§ Excerpt from a dataset
------------
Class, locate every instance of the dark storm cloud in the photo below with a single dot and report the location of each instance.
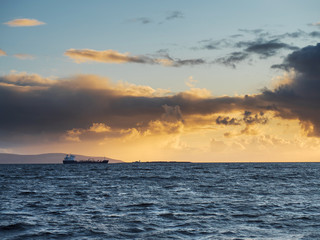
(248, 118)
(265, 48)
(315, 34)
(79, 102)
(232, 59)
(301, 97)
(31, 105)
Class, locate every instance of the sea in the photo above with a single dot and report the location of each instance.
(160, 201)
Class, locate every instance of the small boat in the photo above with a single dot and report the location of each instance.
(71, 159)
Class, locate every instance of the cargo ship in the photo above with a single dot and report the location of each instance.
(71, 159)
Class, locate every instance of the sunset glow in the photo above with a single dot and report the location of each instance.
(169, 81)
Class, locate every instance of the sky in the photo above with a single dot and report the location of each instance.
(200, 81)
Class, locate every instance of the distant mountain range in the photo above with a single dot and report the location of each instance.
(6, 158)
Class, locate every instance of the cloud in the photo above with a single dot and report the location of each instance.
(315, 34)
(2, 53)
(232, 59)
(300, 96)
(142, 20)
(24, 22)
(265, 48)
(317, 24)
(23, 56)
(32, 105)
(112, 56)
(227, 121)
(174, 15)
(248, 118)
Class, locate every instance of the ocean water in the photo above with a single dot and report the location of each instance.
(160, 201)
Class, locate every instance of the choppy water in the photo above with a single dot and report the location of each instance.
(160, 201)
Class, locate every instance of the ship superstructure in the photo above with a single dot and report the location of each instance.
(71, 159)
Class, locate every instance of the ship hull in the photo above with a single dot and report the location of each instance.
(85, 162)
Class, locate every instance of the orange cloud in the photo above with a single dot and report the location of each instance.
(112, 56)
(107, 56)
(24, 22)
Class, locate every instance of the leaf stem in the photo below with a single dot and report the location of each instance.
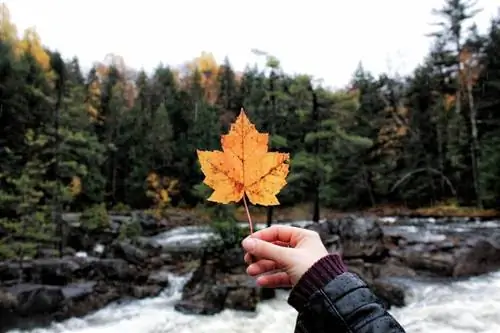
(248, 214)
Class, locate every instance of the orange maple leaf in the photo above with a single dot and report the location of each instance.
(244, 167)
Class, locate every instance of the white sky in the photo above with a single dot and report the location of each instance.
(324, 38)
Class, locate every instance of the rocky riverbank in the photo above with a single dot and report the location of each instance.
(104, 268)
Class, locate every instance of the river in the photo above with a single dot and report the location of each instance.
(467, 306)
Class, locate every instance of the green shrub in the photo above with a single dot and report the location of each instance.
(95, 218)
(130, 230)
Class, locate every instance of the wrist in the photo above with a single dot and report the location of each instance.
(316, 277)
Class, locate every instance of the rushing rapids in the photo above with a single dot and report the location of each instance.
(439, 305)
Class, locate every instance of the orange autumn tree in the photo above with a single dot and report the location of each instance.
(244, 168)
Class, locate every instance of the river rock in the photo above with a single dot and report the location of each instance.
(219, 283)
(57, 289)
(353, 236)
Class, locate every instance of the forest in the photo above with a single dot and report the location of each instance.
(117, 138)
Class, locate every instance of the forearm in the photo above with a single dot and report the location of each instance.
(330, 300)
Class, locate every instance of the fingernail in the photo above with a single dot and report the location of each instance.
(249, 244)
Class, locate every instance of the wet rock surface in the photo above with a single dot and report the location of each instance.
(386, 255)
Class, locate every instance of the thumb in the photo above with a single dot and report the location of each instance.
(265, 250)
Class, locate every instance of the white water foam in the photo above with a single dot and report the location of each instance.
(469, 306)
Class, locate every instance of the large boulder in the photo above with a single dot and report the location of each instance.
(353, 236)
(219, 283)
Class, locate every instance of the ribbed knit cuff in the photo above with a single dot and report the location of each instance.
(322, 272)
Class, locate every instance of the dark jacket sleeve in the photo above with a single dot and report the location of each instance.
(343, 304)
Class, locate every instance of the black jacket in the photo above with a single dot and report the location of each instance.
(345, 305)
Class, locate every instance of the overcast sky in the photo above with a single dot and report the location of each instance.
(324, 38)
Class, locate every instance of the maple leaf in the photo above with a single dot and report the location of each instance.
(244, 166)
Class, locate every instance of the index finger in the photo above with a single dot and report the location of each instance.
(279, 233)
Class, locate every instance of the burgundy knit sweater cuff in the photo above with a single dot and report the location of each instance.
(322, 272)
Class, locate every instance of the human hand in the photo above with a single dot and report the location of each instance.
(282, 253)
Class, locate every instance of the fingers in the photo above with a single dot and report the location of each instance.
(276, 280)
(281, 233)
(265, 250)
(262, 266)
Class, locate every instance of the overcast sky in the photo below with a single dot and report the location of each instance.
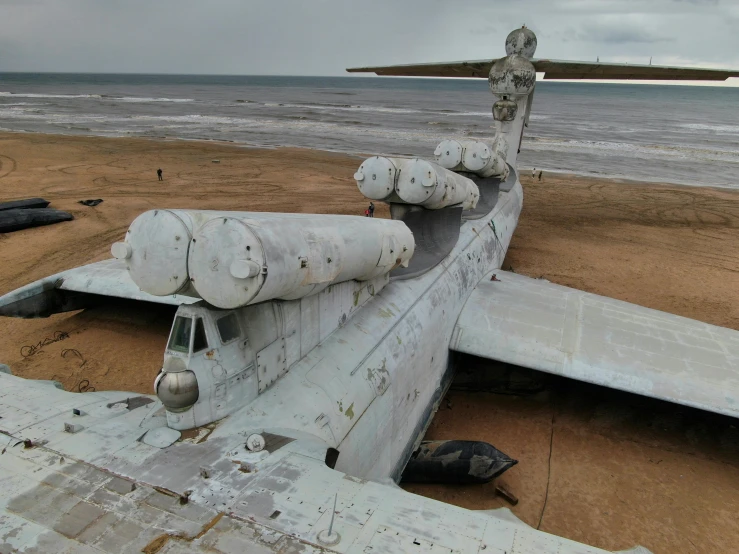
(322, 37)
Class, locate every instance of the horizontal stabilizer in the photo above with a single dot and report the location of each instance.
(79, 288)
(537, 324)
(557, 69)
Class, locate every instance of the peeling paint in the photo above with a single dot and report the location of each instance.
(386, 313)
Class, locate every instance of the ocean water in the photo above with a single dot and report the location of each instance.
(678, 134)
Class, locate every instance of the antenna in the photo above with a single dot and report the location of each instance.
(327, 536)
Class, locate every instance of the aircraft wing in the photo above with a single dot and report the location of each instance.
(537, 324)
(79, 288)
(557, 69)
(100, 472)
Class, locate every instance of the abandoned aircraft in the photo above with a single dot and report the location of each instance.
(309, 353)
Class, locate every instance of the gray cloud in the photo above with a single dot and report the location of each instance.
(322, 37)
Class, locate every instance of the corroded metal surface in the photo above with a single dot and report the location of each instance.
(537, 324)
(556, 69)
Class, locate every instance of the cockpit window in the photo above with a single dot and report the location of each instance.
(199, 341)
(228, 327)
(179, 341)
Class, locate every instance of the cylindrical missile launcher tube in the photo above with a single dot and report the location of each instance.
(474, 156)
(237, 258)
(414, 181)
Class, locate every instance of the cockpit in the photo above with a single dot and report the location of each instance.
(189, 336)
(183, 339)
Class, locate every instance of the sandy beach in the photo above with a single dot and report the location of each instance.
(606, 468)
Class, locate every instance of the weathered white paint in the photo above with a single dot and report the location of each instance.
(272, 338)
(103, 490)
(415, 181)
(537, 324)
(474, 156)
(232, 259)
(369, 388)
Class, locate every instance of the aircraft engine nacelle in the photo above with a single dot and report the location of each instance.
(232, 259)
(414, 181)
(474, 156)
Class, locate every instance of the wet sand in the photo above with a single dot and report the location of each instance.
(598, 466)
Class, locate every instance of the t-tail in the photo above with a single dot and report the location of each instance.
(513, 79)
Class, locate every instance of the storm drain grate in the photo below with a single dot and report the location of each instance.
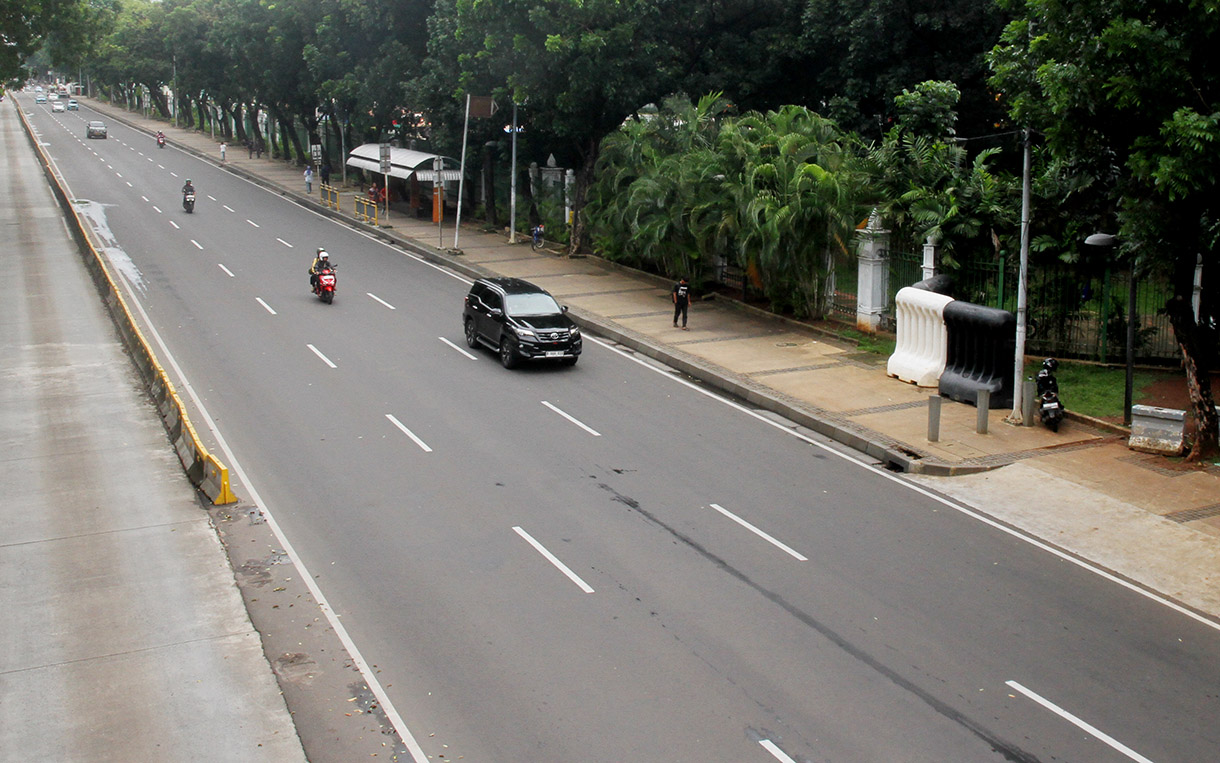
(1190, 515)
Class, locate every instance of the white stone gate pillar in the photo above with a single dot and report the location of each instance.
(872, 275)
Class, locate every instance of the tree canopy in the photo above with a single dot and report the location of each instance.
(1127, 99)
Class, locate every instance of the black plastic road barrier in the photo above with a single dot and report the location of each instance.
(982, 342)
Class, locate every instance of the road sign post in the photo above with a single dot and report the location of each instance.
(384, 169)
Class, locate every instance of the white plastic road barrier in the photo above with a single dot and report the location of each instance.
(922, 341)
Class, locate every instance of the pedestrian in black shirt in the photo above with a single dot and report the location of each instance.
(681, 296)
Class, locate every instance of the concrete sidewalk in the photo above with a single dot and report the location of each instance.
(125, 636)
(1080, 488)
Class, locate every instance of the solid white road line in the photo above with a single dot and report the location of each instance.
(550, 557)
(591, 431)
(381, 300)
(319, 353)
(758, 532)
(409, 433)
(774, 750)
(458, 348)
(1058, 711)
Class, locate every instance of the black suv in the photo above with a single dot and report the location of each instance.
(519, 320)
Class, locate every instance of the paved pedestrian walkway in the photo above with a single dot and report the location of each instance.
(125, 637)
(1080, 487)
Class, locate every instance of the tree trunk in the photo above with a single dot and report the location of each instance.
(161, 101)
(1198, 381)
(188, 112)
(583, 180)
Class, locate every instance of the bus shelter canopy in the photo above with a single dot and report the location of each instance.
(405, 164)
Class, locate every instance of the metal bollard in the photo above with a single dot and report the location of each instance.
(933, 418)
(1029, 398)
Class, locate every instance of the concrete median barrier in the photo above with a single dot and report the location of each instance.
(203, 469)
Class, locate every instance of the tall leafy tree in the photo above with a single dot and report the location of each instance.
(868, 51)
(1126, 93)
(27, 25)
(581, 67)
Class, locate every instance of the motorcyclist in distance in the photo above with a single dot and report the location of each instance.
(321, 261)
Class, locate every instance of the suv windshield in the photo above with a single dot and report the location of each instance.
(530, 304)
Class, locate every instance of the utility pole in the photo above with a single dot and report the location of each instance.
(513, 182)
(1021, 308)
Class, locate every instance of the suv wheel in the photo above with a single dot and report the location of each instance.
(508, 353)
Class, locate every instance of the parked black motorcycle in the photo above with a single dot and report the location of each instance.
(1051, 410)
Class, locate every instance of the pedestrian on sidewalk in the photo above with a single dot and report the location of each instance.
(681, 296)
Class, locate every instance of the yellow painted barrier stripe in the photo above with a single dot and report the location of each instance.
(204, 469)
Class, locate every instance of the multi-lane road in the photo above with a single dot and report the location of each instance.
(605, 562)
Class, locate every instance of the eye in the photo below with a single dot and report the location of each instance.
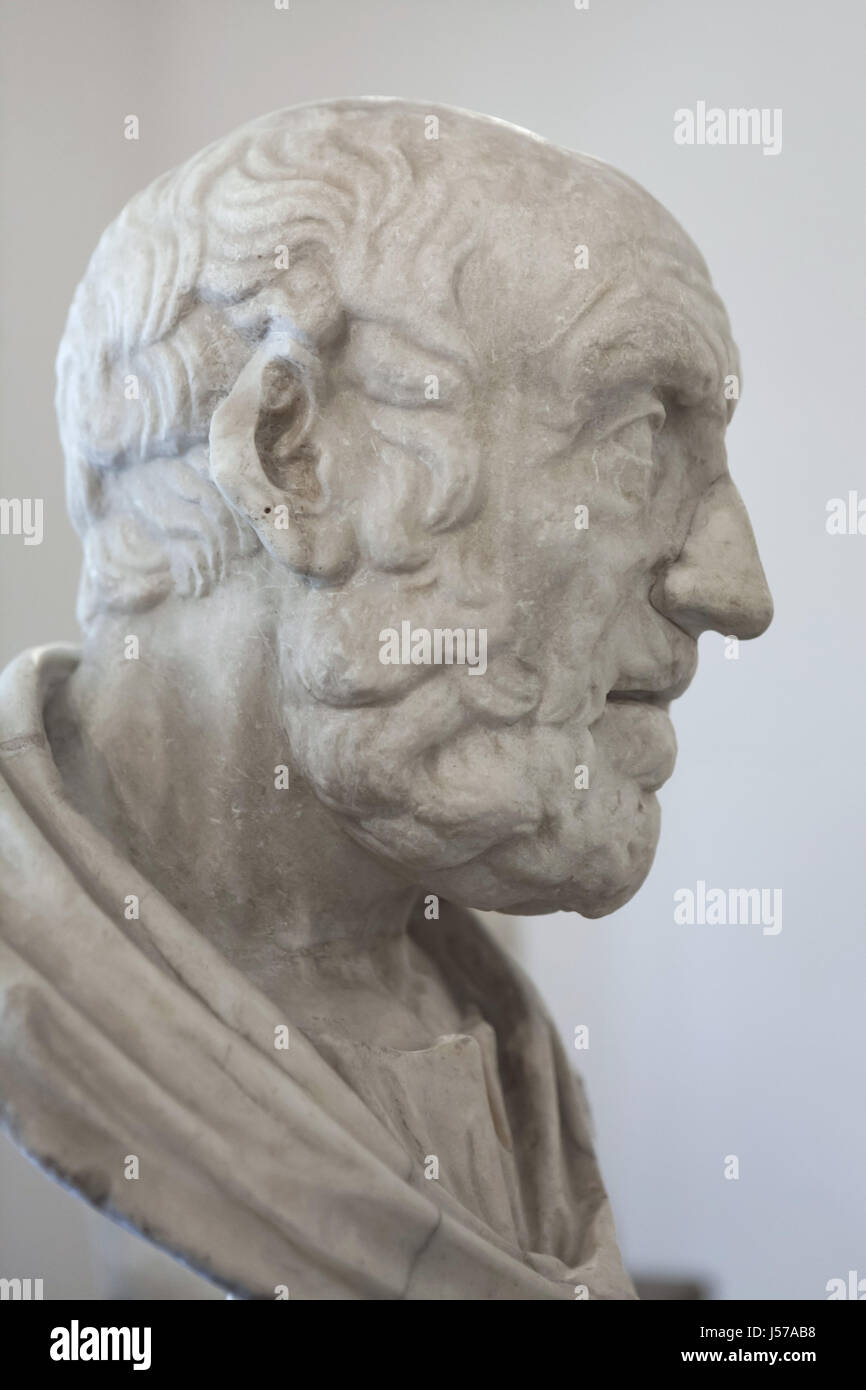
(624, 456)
------------
Rewrite the material from the line containing "Class, locate every instance of the weathered" through the line containing "(1190, 515)" as a JSON list of strings, one string per line and no blank lines. Leave the pictures out.

[
  "Class, locate every instance of the weathered white paint in the photo above with a single dot and report the location of each instance.",
  "(272, 338)",
  "(103, 490)",
  "(415, 181)",
  "(537, 324)",
  "(474, 156)",
  "(232, 259)",
  "(369, 388)",
  "Class, locate every instance of the aircraft engine nacelle in the photo above with a single dot and report the location of each instance.",
  "(232, 259)",
  "(414, 181)",
  "(474, 156)",
  "Class, locate every instance of the wet sand in the photo above with a single dot and report the location of each instance.",
  "(598, 466)",
  "Class, locate every instance of the t-tail in the photo above with a single dot and report the location of each instance.",
  "(513, 79)",
  "Class, locate every instance of the storm drain grate in the photo below with a single dot and report the location of each instance.",
  "(1190, 515)"
]